• **GIVEN INSTRUCTION A**: In the rows below, replace "raised arm" with "lifted arm" and give the rows again with nothing else changed. Leave the pictures out.

• **TEXT PROVIDED**:
********

A decoder for the Squid page format
Switch branches/tags
Clone or download
Pull request Compare This branch is 26 commits ahead, 5 commits behind haxelion:master.
Fetching latest commit…
Cannot retrieve the latest commit at this time.
Permalink
Type Name Latest commit message Commit time
Failed to load latest commit information.
images
.gitignore
README.md
page2svg.py
papyrus.proto
papyrus.py
papyrus_pb2.py

README.md

Squid Decoder

REQUIRES PYTHON 2
cairoffi doesn't seem to work with Python 3

Haxelion reversed engineered part of Squid (ex Papyrus) application page storage format which is based on Google Protocol Buffers. He rewrote part of the format .proto file and wrote a demonstration script which uses protobuf and cairo to convert Squid page file into SVG.

I have extended his work adding more features like Ellipses, Text support and notes export based on the papyrus.db file.

Screenshots

Output

With Squid Decoder you can convert your papyrus.bak file into a collection of converted PDF files.
If you're geek enough (like myself), you can even set up a CI and generate the PDFs remotely:

Artifacts dir

This is how the directory will look like after you run Squid Decoder on your papyrus.bak file. Your notes will be divided into folders that have the same name of the notebook that contiains them.

********

• **ROWS**:
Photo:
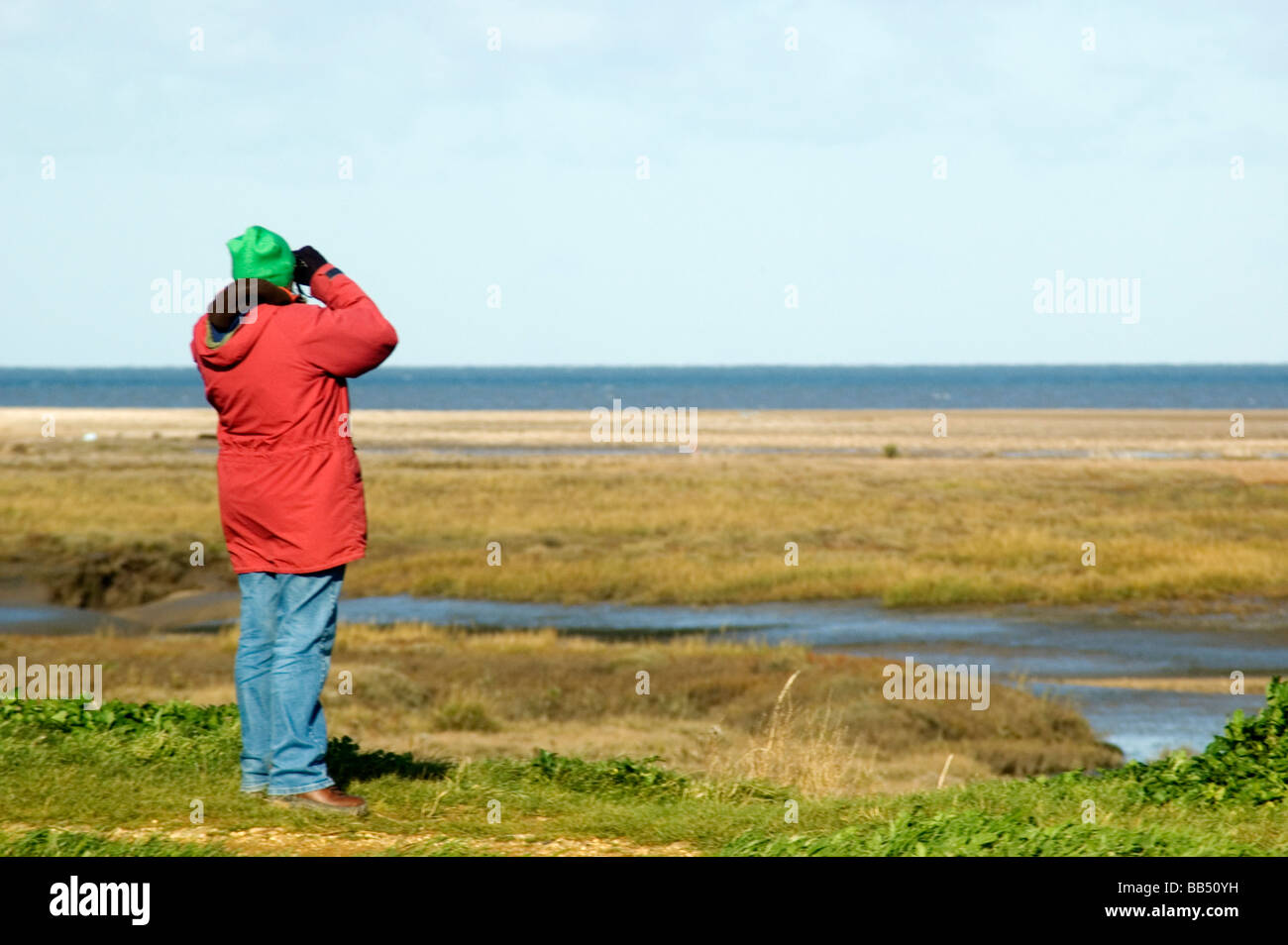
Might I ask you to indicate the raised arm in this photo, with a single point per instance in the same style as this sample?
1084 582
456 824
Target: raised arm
349 336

********

• **GIVEN INSTRUCTION B**: Copy the stretch from "REQUIRES PYTHON 2" through "file into SVG." in the Squid decoder page above, keeping every word and mark the same.

• **WORKED ANSWER A**:
Photo:
Might I ask you to indicate the lifted arm in this photo, with a single point per instance in the same style as this sample?
1084 582
456 824
Target: lifted arm
349 336

• **WORKED ANSWER B**:
REQUIRES PYTHON 2
cairoffi doesn't seem to work with Python 3

Haxelion reversed engineered part of Squid (ex Papyrus) application page storage format which is based on Google Protocol Buffers. He rewrote part of the format .proto file and wrote a demonstration script which uses protobuf and cairo to convert Squid page file into SVG.